Task description:
Apart from the images, every record here needs to be copied exactly.

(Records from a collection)
- Opening Delimiter -
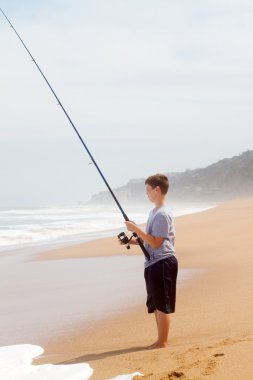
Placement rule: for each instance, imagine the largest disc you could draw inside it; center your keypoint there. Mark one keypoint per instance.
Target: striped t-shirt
(160, 223)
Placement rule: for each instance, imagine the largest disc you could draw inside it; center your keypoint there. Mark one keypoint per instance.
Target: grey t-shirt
(160, 223)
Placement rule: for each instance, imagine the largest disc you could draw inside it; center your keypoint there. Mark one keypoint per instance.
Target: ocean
(58, 225)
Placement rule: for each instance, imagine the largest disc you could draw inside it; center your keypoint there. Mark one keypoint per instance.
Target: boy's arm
(153, 241)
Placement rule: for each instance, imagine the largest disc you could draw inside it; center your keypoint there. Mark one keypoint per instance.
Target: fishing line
(78, 134)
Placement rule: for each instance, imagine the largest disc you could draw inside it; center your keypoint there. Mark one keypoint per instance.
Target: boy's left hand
(131, 226)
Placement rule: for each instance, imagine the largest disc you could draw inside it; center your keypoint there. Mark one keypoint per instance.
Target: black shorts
(161, 279)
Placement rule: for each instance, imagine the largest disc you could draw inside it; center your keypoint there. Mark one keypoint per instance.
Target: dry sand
(211, 333)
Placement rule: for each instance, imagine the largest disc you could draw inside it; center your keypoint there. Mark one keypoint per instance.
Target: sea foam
(16, 364)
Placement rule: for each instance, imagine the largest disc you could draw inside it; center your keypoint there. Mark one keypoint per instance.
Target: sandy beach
(211, 333)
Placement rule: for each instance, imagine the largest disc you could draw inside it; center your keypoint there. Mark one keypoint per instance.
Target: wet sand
(212, 330)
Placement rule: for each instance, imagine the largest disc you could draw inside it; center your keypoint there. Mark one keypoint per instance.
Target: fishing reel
(125, 240)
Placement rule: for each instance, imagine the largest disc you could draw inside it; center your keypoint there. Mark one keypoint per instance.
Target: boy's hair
(158, 180)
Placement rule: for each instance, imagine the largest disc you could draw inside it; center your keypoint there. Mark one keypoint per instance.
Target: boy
(161, 270)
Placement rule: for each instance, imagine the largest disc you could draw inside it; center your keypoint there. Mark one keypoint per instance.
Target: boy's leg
(154, 345)
(163, 326)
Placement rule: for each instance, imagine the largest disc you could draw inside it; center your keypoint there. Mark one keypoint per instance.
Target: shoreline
(211, 334)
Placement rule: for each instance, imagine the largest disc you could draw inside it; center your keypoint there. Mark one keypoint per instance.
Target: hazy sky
(153, 86)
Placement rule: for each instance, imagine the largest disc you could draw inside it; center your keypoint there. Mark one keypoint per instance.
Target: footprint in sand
(210, 367)
(174, 375)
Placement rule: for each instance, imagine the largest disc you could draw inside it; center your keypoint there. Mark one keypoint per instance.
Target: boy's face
(153, 193)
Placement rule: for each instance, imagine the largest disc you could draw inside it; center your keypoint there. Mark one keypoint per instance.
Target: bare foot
(154, 345)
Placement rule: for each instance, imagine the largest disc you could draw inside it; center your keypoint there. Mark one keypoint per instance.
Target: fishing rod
(124, 239)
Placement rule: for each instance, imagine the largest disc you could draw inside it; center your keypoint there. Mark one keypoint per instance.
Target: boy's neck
(160, 203)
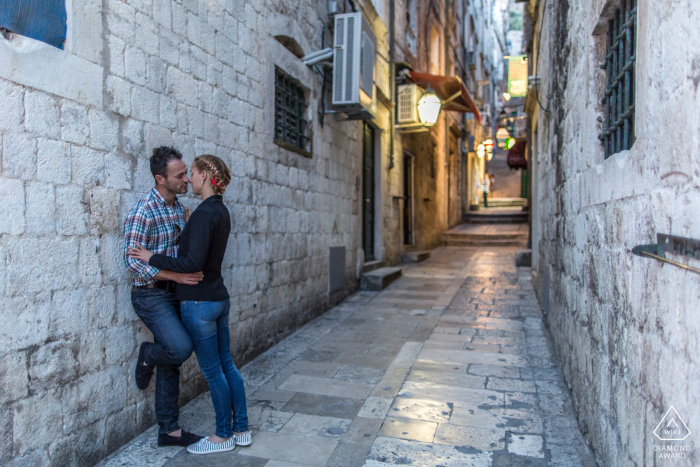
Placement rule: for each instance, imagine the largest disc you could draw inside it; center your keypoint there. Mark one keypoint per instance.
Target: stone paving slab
(449, 366)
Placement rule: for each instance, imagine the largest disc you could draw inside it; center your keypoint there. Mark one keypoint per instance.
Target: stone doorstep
(523, 258)
(379, 279)
(416, 256)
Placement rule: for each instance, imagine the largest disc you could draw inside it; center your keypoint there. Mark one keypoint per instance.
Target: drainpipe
(392, 78)
(445, 35)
- Closing Delimiter -
Answer box:
Placement rule: for each instance, imagine the largest disc you could draw inside it; center your keypoint there. Mark one keypoint per instance.
Target: striped t-shirt
(160, 223)
Placement rule: for each instance, imagine the largest disc you could draw inside it; center your keypoint there. Mark one keypoint per instance.
Target: grey t-shirt
(160, 223)
Placement rule: for each instance, imagine the largest disc you could draw inside it; center your keypoint there. Mark one keypoint per instance.
Target: ocean
(58, 225)
Placement rule: for each instance, imagine the largest disc you could draw inside it; center your keypoint there. Mark one keypoint per instance.
Target: boy's arm
(153, 241)
Placement rule: for each instance, imagine the largest disc you could draw inside it; center your keypoint there. Mark one keypoint per instance.
Target: fishing line
(78, 134)
Placement rule: for each instance, imagine the largest disc you could draw inside it; center your keypoint there. Mark one keypoint per instance.
Target: boy's left hand
(131, 226)
Placement rule: for each instance, imagine the largest disc you could draw inside it; center your keypoint there. Mark one keypoint per instance.
Target: black shorts
(161, 279)
Placement rule: for each instance, imagine the largest disc you could draw inside it; center your keypoint there. Mark one keypoint per instance.
Target: dry sand
(211, 333)
Placement rule: for each instance, imagine the largest disc you could draw inside it; center your keypoint there. Mark one keypoint per instance.
Target: sea foam
(16, 364)
Placement rule: for each instance, imagine the largest disc you could draw inside it; center your keypoint there. Mark one keypoint per instance.
Target: sandy beach
(211, 333)
Placement rule: for each instance, imagine the largest disc you could draw inside it; center your keypoint there. Mark one keypoint per instance.
Target: wet sand
(212, 330)
Placement rule: for each instance, imagine the largest disc you could draw inside it; center your keypoint there. Mark one keypoint per instance.
Target: fishing reel
(125, 240)
Placement rule: for each instance, imagine the largest disc you could draw inside it; center your keypoint there. Mark one keypoint per instance.
Target: boy's hair
(158, 180)
Placement rule: for each instance, imagine the largest disc you could draw inside it; center your keypoint there. Mark one keypoint per instance.
Target: boy
(161, 270)
Placement rule: for each instance, imagine the largest disc you could draw inside it; center your keypoint there. Mark one keypoint per instance.
Target: boy's leg
(154, 345)
(163, 326)
Placement rule: for each instance, imagine the largest disc you could draw inside it; center your keypoint there. Mark one keypoint per instance.
Target: shoreline
(211, 334)
Placement rule: for each instance, imagine the largest disc you could draw inside it; center your keypoint there. Mark one keypoint per instance.
Target: hazy sky
(153, 86)
Placement rule: for each instance, imagine the largest disc you could draw inside it; center your keypoint there. Mark one keypoint per instance.
Target: footprint in sand
(210, 367)
(174, 375)
Placement rule: for each instance, imagine the largest disc you could draw inside it; center your keypoint there. Mark one keypoint per instance.
Target: boy's face
(153, 193)
Placement rule: for each instance, imagine the largest disc you could draw inside it; center your keypoint there. Mark one keypoint per instance.
Target: bare foot
(154, 345)
Placement rule: for each instance, imagine the largest disc you could draw inside it; center your keypoint there. Mark one keypoint per instance.
Target: fishing rod
(124, 239)
Placement rule: for each instance, imagine the largest disc you could draw inside it; center your keypoint there. Mark one keypoint per instance.
Target: boy's neck
(160, 203)
Placement rule: for each instance, imagine the largest disc you could draw inside it; center your keypoint there. Mark one keypoint per instance.
Target: stone paving slab
(449, 366)
Placement rule: for each instance, imagine the largest disc you could draw inside it; center your keypoint there. Mark one keypoint per instance.
Target: stone doorstep
(523, 258)
(379, 279)
(416, 256)
Placement rule: for each instance, imagine the largest disc you could draw inside it; center your keypoint there. Mark one keypoint per instance.
Target: drainpipe
(392, 78)
(445, 35)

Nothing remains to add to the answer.